— Directions —
**1.** In the passage on Burk's therapeutic music sessions, how much does a private session cost?
**2.** Continue the passage on Burk's therapeutic music sessions, starting after its last sentence.

— Passage shown —
━━━━━━

Once I was able to stop thinking about the breathing, however, the butterflies went away and everything actually went purple inside my head. A very calm, serene, deep purple. More on that later.

Burk has studied and practiced therapeutic music for years, and says she travels to workshops, classes and seminars around the country on a regular basis looking to improve her craft. She has studied ways to use the practice for stress relief and deep rest as well as the special needs of those in the final hours of life. In fact, she is a certified music practitioner, trained through the Music for Healing and Transition Program to provide live therapeutic music at the bedside of the ill and dying.

She also practices Reiki, the Japanese healing technique in which the laying of hands is used to adjust a person's "life force energy." Adding Reiki to a sound session can deepen the experience and provide the benefits of Reiki energies, she says on her website, purpleskyhealingarts.com. I decided to start small, though, and did not opt for this addition.

Burk conducts weekly group and private therapeutic music sessions at Purple Sky, using instruments - stringed instruments, native and world flutes, drums, rattles, handpan, metal tongue drums, kalimba, chimes, bells, gongs, tuning forks and tubes - to create sound waves that pass through the body and mind to relax muscles, calm nerves, destress the brain, lower blood pressure and generally make you feel better.

In addition to the private sessions, which run $75 for about one hour, Burk does group sessions with the bowls and other instruments for a little more than half that price, depending on the group's size. Most groups are between six and 12 people. These sessions are done in the large main room with participants lying on mats in a circle around Burk.

━━━━━━

— Dataset entries —
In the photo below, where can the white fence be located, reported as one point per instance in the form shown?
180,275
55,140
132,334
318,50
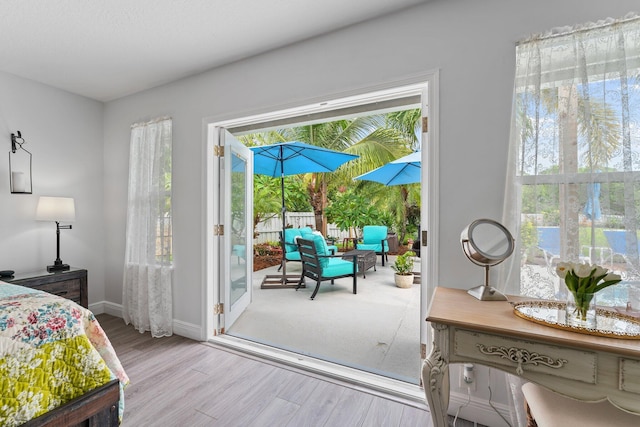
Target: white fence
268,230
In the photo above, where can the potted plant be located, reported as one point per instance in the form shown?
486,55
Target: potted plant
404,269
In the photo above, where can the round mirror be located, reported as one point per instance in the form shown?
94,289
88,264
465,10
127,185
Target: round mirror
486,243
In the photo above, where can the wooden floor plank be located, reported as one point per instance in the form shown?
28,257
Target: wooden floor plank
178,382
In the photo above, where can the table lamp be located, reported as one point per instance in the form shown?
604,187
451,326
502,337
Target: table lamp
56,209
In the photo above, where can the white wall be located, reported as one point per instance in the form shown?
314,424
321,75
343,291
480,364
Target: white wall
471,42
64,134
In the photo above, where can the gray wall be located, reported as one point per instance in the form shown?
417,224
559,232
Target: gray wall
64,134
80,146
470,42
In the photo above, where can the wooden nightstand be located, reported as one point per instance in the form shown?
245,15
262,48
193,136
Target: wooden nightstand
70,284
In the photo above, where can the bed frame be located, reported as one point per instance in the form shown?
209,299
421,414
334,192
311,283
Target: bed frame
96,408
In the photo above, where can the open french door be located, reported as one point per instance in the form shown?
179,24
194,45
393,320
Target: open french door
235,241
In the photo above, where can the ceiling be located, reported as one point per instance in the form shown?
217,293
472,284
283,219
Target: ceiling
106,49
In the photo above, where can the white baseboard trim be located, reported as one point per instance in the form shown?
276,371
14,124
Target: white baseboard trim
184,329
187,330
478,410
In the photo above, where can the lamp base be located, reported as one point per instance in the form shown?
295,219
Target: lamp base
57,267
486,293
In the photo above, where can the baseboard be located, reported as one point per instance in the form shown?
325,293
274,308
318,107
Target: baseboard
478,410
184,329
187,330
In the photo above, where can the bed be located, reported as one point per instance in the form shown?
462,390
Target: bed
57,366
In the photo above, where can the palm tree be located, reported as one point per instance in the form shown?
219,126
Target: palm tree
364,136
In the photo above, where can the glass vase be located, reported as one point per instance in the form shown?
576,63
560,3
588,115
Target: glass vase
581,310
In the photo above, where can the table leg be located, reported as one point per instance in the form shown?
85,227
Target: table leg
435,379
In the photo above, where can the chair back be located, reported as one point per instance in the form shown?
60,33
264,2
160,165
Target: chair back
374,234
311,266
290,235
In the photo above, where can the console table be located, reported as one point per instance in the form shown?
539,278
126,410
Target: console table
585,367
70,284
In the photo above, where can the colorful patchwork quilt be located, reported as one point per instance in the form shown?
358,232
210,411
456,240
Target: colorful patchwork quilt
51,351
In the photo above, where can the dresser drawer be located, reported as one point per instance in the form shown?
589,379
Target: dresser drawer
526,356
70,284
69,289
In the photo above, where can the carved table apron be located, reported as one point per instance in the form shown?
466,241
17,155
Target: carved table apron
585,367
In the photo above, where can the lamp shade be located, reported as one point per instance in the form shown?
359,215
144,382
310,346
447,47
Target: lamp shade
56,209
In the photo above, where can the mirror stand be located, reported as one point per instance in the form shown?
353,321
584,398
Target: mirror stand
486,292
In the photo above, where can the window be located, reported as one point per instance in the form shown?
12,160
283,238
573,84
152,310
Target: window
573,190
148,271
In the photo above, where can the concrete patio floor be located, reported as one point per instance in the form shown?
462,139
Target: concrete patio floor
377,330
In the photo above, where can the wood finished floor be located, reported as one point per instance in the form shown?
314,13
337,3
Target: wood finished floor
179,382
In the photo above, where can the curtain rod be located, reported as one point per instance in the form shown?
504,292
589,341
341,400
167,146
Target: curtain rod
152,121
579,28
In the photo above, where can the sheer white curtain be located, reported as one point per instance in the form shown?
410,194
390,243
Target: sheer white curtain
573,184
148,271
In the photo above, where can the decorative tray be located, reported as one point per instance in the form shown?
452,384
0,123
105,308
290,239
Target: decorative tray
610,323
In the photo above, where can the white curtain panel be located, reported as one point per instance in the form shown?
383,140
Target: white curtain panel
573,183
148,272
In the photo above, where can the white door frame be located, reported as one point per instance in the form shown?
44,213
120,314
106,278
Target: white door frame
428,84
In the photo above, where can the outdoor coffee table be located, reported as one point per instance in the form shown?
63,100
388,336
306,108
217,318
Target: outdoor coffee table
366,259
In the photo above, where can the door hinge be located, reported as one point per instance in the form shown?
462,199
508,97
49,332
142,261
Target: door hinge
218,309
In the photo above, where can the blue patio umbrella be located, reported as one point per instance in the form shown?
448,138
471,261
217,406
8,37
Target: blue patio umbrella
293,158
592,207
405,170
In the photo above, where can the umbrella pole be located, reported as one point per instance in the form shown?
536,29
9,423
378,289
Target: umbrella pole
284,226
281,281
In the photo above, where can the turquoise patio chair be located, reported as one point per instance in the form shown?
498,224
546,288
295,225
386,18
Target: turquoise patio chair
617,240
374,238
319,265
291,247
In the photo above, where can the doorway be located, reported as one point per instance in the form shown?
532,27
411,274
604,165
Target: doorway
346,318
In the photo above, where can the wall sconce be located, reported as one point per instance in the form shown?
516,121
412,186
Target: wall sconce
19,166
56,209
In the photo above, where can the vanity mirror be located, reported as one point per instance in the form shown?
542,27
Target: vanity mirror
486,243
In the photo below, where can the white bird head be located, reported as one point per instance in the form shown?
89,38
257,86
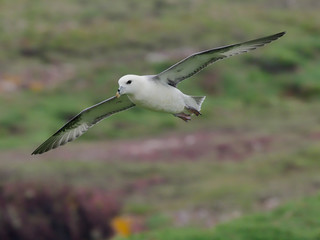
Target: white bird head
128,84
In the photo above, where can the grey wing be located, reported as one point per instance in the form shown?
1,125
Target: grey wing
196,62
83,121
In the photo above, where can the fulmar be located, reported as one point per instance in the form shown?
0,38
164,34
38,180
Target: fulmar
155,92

━━━━━━

— Numbered responses —
**1.** $75 for about one hour.

**2.**
Some people go once a month and others go when they feel the need, she says. Some couple the music therapy with other forms of healing there and elsewhere. Burk says no two sessions that she offers, or the sounds she makes, are the same.

Not everyone has the same experience, of course. Not everyone sees purple, or any colors, like I did, and it doesn't necessarily happen every time.

photo Therapeutic musician and sound practitioner Robin Burk plays her metal singing bowls during music healing class at Purple Sky Healing Arts on East Main Street.

"Some see colors and have far-off experiences," Burk had said before our session.

"Some go really deep. Some experience beta waves and some go all the way to theta," she added, referring to the different levels of brain-wave activity exhibited during different actions such as everyday thought or deep sleep - or dream-like states.

Then she mentioned something about the sound waves impacting my vagus nerve. Basically, the vagus is interconnected with the heart, lungs and digestive tract and "is the longest nerve of the autonomic nervous system in the human body," according to Wikipedia. (I had to look it up.)

Until my conversation with Burk, I had given zero thought to my beta or theta waves, much less my vagus nerve, but I do understand the concept behind such things. "Thanks" to a painful sciatic nerve issue, I fully believe that the body is made up of interconnected parts. I also firmly believe that music can affect how we feel in many ways.

While much of what Burk says and does has a New Agey ring to it (see what I did there?), it's hardly new or unusual, as I'd venture to say almost all of us listen to music as a way to relax or otherwise alter our moods. So I was both curious and excited to undergo a private session on the vibroacoustic bed.

I did feel my muscles and body in general relax quite a bit as a result of those "purring kittens." Mentally, not so much, but staying focused is not easy for me. In addition to thinking about my breathing, I ping-ponged between thoughts of things I needed to do after the session and the voice in my head telling me to stay focused - or unfocused, actually.

I do wonder how a second or third session might go, now that I know what to expect. I think I might like it. For people like me, who rarely take a few minutes, much less 30 or 60, to relax, clear their mind and let things go for awhile, decompression is probably a good idea. And how can you say no to purring kittens?